### Задание:
Перепишите все строки ниже слово в слово, ничего не меняя.

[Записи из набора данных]
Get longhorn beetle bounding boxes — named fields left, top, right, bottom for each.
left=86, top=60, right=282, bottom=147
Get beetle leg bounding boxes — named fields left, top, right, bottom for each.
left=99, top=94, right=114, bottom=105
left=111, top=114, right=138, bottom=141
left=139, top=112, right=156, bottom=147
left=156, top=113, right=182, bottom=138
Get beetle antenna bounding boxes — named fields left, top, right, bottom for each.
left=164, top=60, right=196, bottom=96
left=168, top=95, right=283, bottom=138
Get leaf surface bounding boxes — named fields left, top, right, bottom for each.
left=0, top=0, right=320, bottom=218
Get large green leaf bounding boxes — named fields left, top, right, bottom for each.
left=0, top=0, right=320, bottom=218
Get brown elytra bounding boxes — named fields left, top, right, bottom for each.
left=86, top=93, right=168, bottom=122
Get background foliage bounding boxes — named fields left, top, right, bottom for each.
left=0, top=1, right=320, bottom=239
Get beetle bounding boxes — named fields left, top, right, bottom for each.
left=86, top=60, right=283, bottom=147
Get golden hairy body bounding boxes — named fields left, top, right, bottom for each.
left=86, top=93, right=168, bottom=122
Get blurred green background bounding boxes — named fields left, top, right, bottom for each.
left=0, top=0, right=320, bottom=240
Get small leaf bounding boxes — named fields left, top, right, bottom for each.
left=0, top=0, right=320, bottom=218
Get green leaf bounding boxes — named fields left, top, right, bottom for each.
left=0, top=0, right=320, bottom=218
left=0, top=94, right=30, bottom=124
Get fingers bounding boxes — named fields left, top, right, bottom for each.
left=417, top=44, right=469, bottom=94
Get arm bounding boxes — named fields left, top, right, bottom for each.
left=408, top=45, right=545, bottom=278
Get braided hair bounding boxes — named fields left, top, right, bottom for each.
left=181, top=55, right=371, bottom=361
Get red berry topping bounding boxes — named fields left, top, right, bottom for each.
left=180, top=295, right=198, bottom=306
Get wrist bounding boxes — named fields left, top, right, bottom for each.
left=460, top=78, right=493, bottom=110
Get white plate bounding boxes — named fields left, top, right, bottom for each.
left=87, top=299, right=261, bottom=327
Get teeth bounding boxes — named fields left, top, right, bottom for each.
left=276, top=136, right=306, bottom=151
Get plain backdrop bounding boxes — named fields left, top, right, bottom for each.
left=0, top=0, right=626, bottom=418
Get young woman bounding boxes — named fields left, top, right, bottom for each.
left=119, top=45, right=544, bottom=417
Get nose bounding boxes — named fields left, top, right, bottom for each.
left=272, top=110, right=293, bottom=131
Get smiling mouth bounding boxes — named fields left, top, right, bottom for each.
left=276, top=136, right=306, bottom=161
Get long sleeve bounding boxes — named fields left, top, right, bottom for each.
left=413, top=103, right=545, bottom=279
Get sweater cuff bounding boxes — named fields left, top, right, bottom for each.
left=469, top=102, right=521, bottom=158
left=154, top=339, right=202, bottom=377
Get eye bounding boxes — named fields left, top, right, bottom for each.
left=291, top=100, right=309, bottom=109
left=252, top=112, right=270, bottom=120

### Итоговый результат:
Get longhorn beetle bounding boxes — named fields left, top, right, bottom for each.
left=86, top=60, right=282, bottom=147
Get beetle leg bounding boxes — named fields left, top, right, bottom for each.
left=99, top=94, right=114, bottom=105
left=111, top=114, right=138, bottom=141
left=139, top=112, right=156, bottom=147
left=156, top=113, right=182, bottom=138
Get beetle antenna bounding boxes — named fields left, top, right, bottom for each.
left=164, top=60, right=196, bottom=96
left=168, top=95, right=283, bottom=138
Get leaf surface bounding boxes — named fields left, top, right, bottom for each.
left=0, top=0, right=320, bottom=218
Get large green leaf bounding boxes — named fields left, top, right, bottom for each.
left=0, top=0, right=320, bottom=218
Get brown elytra bounding boxes — named fields left, top, right, bottom for each.
left=86, top=93, right=168, bottom=122
Get background foliage bounding boxes — named fields left, top, right, bottom for each.
left=0, top=1, right=320, bottom=239
Get beetle bounding boxes — named fields left, top, right, bottom for each.
left=86, top=60, right=283, bottom=147
Get golden hairy body bounding boxes — named fields left, top, right, bottom for each.
left=86, top=93, right=168, bottom=122
Get blurred green background bounding boxes — named fields left, top, right, bottom for each.
left=0, top=0, right=320, bottom=240
Get small leaf bounding boxes — named fields left, top, right, bottom for each.
left=0, top=0, right=320, bottom=218
Get green leaf bounding boxes — named fields left, top, right, bottom for each.
left=0, top=0, right=320, bottom=218
left=0, top=94, right=30, bottom=124
Get fingers bounding boxes — named fields left, top, right, bottom for each.
left=417, top=44, right=469, bottom=94
Get arm bounding boxes — named fields left, top, right, bottom for each.
left=408, top=45, right=545, bottom=278
Get braided hair bounding boxes — named fields left, top, right, bottom for each.
left=181, top=55, right=371, bottom=361
Get red berry topping bounding boxes — named fields left, top, right, bottom for each.
left=180, top=295, right=198, bottom=306
Get wrist bounding boxes — named fields left, top, right, bottom for each.
left=460, top=78, right=493, bottom=110
Get white plate bounding boxes — named fields left, top, right, bottom for each.
left=87, top=299, right=261, bottom=327
Get teeth bounding boxes — named fields left, top, right, bottom for each.
left=276, top=136, right=306, bottom=151
Get plain backdrop bounding boxes — named fields left, top, right, bottom for each.
left=0, top=0, right=626, bottom=418
Get young woman bounding boxes — named fields left, top, right, bottom for each.
left=119, top=45, right=544, bottom=417
Get nose bounding boxes — named fields left, top, right, bottom for each.
left=272, top=110, right=293, bottom=131
Get smiling mouth bounding boxes — named fields left, top, right, bottom for each.
left=276, top=136, right=306, bottom=161
Get long sleeve bounding boxes — named fields left, top, right, bottom for each.
left=413, top=103, right=545, bottom=279
Get sweater cuff bounding boxes — named fields left, top, right, bottom for each.
left=469, top=102, right=521, bottom=158
left=154, top=339, right=202, bottom=377
Get eye bounding boxes — named fields left, top, right, bottom for each.
left=291, top=100, right=309, bottom=109
left=252, top=112, right=270, bottom=120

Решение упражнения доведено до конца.